* _Your instructions_: Return the records that follow unaltered. Omit every picture.

Collected data
........
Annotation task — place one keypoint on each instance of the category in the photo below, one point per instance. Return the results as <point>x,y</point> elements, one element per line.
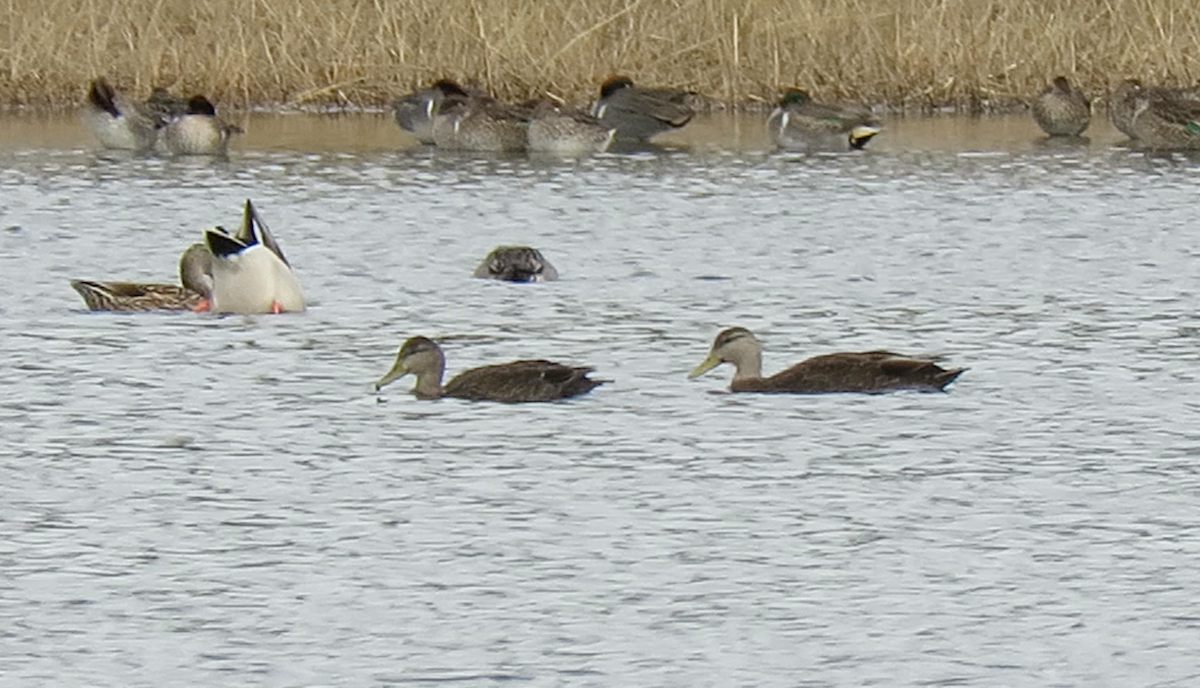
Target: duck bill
<point>862,133</point>
<point>397,371</point>
<point>706,365</point>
........
* _Reply_:
Annotation task — place one keypoint on each instance of the category in the photo below, one point per instance. Return the results as <point>x,y</point> elements, one element per line.
Target: duck bill
<point>862,133</point>
<point>397,371</point>
<point>706,365</point>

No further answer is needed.